### Location identification entries
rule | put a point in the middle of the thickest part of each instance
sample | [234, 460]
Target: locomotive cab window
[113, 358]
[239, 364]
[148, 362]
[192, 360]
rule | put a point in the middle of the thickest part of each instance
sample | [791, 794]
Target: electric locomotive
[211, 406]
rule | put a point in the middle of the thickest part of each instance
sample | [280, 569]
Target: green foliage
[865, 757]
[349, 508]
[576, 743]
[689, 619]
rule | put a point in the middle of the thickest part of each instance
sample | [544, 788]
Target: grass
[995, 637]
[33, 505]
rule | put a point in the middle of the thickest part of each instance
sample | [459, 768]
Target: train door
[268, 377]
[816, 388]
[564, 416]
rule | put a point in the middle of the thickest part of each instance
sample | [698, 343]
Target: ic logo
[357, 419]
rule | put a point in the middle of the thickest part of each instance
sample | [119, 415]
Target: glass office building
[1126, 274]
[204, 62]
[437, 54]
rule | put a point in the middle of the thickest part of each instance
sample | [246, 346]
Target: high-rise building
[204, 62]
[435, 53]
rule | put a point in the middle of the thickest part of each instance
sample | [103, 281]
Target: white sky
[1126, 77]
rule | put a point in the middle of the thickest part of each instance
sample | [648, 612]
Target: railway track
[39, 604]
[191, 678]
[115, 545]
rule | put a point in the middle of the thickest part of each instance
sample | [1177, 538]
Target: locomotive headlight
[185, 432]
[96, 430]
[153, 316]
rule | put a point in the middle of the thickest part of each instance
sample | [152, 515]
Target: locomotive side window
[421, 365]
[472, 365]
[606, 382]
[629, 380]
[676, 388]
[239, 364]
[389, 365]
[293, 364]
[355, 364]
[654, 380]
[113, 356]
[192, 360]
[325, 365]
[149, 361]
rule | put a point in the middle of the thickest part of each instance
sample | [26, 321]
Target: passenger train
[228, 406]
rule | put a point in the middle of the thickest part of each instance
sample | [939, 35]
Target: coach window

### Prompt
Transcribe the whole listing exactly.

### Finished exercise
rule | put a point in the middle of the thickest part of each instance
sample | [234, 460]
Target: locomotive cab window
[113, 358]
[239, 364]
[148, 362]
[192, 360]
rule | put a point in the middle of the thickest part of each instance
sample | [791, 794]
Target: electric locomotive
[211, 406]
rule | put a point in the middle of the thickest part of each instance
sample | [280, 569]
Target: green foliage
[865, 757]
[349, 508]
[576, 743]
[689, 619]
rule | put a point in the middle of the thickest part of each instance
sample | [544, 788]
Target: grass
[995, 637]
[33, 505]
rule | put a point in the middle of the thickest part of each instance
sample | [459, 768]
Target: train door
[268, 377]
[816, 388]
[564, 416]
rule | put a point in the middle of the thickest part of each instance
sample | [698, 343]
Target: ic logo
[357, 419]
rule | put a point in the middle of the thickest part of each instance
sample | [119, 415]
Target: glass office building
[1126, 274]
[204, 62]
[437, 54]
rule | put a point in the middle of the thickest part of each instance
sample | [246, 346]
Target: high-rise building
[204, 62]
[435, 53]
rule | put a point in the middle of the thickest part of each instance
sample | [103, 281]
Target: white sky
[1126, 77]
rule | put a point in the middle of the thickest part of each instance
sample | [648, 612]
Target: railway track
[39, 604]
[191, 678]
[115, 545]
rule | put a point in the middle of the thickest part of each instance
sample | [1177, 538]
Target: locomotive headlight
[185, 432]
[96, 430]
[153, 316]
rule | put a point in the middle of the thickest part of each instance
sample | [152, 515]
Target: locomotive side window
[421, 365]
[472, 365]
[606, 382]
[629, 380]
[676, 388]
[239, 364]
[389, 365]
[293, 364]
[355, 364]
[654, 380]
[113, 356]
[192, 360]
[325, 365]
[149, 361]
rule | put a point in the middle of the thickest part of each instance
sample | [26, 321]
Target: passenger train
[228, 406]
rule | put a point in the middle of the thickest part of each instance
sample | [939, 35]
Target: coach window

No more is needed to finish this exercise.